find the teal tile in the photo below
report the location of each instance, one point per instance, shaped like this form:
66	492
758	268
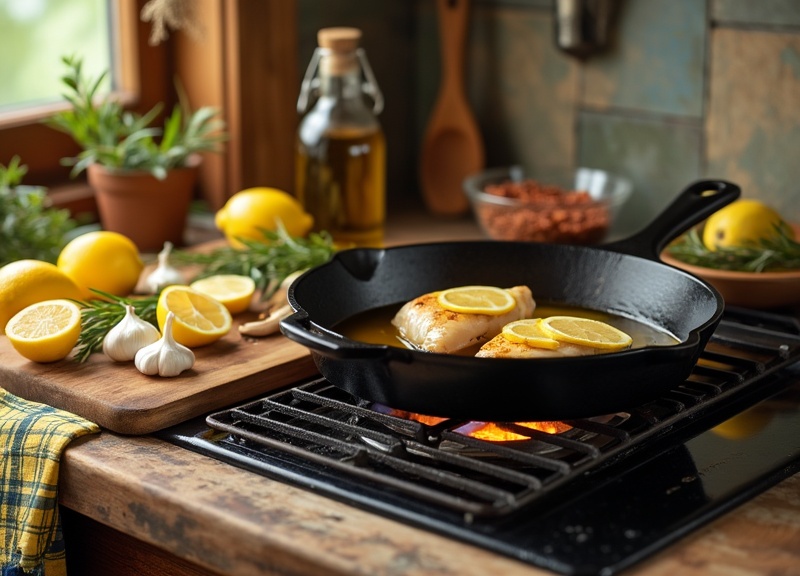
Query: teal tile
660	159
656	60
753	126
771	12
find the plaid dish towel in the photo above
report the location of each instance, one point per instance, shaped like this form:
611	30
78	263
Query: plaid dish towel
32	438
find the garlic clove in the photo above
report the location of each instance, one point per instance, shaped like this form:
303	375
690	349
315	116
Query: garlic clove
166	357
164	273
130	334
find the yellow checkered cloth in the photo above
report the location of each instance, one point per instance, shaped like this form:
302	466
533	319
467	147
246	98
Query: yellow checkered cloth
32	438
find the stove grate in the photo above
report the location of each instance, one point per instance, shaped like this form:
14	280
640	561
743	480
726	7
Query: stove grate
439	464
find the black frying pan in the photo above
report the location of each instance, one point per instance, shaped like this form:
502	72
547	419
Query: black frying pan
624	278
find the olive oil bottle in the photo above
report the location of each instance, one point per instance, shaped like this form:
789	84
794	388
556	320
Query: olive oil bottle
341	150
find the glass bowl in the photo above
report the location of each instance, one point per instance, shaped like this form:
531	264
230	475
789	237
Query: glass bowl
578	207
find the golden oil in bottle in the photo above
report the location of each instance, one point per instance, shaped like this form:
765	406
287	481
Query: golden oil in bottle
341	150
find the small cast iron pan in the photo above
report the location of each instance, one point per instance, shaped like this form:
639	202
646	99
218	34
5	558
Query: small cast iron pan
624	278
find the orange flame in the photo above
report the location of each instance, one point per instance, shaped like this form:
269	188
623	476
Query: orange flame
494	433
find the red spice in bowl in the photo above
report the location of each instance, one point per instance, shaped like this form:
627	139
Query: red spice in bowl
534	211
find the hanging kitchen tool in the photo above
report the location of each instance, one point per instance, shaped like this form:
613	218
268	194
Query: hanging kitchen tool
625	279
582	27
452	148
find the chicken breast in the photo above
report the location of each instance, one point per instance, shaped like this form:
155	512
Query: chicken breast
500	347
425	325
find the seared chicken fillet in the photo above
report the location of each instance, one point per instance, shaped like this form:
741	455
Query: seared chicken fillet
425	325
500	347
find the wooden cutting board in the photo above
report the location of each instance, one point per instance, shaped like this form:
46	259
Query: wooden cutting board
120	398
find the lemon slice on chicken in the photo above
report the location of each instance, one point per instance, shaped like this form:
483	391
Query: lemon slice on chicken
586	332
528	332
488	300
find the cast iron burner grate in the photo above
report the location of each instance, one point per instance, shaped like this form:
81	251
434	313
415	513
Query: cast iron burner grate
655	473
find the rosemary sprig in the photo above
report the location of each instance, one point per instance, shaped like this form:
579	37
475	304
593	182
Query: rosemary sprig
266	261
776	254
100	316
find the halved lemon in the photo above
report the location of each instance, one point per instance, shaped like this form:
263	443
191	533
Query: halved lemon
585	332
199	318
477	300
528	332
234	290
46	331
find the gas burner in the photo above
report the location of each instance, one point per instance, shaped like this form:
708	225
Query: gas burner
731	430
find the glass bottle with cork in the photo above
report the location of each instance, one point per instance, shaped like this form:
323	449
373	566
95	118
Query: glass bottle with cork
341	150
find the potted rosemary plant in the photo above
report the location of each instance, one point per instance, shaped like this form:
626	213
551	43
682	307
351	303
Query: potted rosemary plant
143	175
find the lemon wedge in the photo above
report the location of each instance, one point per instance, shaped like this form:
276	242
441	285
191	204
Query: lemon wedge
234	290
477	300
585	332
528	332
199	318
46	331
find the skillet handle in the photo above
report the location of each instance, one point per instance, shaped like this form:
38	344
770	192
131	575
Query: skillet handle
692	206
297	327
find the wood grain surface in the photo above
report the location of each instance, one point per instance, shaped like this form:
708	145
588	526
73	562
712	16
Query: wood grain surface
237	523
120	398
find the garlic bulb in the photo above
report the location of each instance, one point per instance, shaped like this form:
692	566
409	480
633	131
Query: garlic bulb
164	274
129	335
165	357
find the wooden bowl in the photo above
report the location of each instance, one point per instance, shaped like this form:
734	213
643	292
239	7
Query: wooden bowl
748	289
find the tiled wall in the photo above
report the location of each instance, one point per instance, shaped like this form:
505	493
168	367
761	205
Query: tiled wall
687	89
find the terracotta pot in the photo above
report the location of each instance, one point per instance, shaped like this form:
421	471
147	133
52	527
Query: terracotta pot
147	210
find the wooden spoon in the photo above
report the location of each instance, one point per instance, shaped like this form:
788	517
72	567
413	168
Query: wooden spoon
452	148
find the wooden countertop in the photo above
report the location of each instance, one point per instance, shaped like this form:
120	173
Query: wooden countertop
241	524
238	523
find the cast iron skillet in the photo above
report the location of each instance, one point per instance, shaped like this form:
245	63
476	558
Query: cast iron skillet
624	278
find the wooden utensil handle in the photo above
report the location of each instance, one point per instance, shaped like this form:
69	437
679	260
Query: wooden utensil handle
453	17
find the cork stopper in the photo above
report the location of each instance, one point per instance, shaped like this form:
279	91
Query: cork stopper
342	43
339	39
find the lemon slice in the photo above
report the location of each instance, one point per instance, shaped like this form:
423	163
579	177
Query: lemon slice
477	300
233	290
528	332
199	318
585	332
46	331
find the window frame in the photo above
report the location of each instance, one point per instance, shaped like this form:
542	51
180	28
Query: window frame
246	65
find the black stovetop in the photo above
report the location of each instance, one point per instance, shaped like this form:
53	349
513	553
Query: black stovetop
693	456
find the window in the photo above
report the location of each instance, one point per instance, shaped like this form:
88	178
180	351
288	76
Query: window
246	65
39	30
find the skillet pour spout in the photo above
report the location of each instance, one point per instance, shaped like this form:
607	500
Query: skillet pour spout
624	278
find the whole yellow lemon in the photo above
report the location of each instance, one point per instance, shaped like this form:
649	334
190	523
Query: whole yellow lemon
103	260
742	223
250	211
27	282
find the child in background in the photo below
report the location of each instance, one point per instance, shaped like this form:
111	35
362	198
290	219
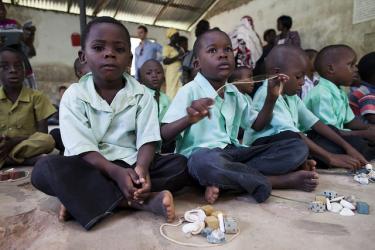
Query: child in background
152	76
206	124
23	114
362	99
109	126
290	116
311	77
80	68
243	73
336	65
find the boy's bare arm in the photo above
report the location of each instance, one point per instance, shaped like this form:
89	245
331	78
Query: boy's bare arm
331	135
334	160
265	115
370	118
42	126
198	110
145	156
124	177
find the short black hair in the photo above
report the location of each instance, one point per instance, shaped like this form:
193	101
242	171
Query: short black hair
233	76
143	27
286	21
10	49
62	87
329	54
198	41
267	32
366	67
202	26
311	52
103	19
182	39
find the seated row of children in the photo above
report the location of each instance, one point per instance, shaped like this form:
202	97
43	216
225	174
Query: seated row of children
112	127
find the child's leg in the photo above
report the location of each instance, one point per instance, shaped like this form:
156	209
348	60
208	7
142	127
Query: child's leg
218	168
357	142
79	187
169	172
37	144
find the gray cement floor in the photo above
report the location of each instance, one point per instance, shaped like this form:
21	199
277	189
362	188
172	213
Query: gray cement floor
28	221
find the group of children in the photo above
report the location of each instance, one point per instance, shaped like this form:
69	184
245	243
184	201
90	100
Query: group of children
113	128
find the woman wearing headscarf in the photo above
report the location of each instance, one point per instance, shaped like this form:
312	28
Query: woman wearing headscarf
172	56
246	43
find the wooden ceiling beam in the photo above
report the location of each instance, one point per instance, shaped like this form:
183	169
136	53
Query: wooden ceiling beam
100	5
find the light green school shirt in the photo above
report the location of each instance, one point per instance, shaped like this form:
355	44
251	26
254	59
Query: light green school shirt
289	113
21	117
164	103
330	104
227	115
116	130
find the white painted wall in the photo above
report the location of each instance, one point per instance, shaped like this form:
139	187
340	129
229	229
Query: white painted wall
319	22
53	42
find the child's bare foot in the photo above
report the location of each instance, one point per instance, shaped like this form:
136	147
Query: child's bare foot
300	180
160	203
309	165
211	194
64	215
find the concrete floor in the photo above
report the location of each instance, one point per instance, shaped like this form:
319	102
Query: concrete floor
28	221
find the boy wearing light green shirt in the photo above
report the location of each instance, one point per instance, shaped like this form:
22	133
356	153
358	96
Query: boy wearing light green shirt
336	64
290	117
205	117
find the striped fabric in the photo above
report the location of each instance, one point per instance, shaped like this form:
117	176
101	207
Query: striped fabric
362	99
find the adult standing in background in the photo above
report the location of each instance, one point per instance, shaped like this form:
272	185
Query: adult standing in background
___
■ EXERCISE OBJECTIVE
From the line containing "find the light" through the final line of the listing above, retype every line exactly; leave out everything else.

■ REPLY TO THE TASK
find the light green school shirt in the photo above
report the location of each instance, one point per instance, shaped like this form:
355	44
251	26
254	59
Query: light green school shirt
289	113
21	117
164	103
330	104
227	115
116	130
find the white painted wall in the photo above
report the location of each instance, one point per instance, shaped like this form:
139	187
340	129
229	229
Query: white painted wall
319	22
53	42
find the child's bare foot in the photo above
report the location of each instance, one point per instance, shaped like this form:
136	147
Query: child's bare foot
300	180
160	203
309	165
211	194
64	215
find the concrete floor in the photo above
report the location of each instance, one point per instance, shaped like this form:
319	102
Query: concrete floor
28	221
find the boy wearing light green shirt in the photo above
report the location of each instance, one point per instance, shaped like this form:
22	133
356	153
358	96
Query: boy wearing light green shirt
336	64
290	117
205	117
find the striped fabric in the photo above
report the location of each instance, one point per instance, shaped like this form:
117	176
101	207
Query: striped fabric
362	99
find the adult standing in background in the photo above
report the location of each instance, one point per instance, shaped like this form:
272	185
Query: adult standing in background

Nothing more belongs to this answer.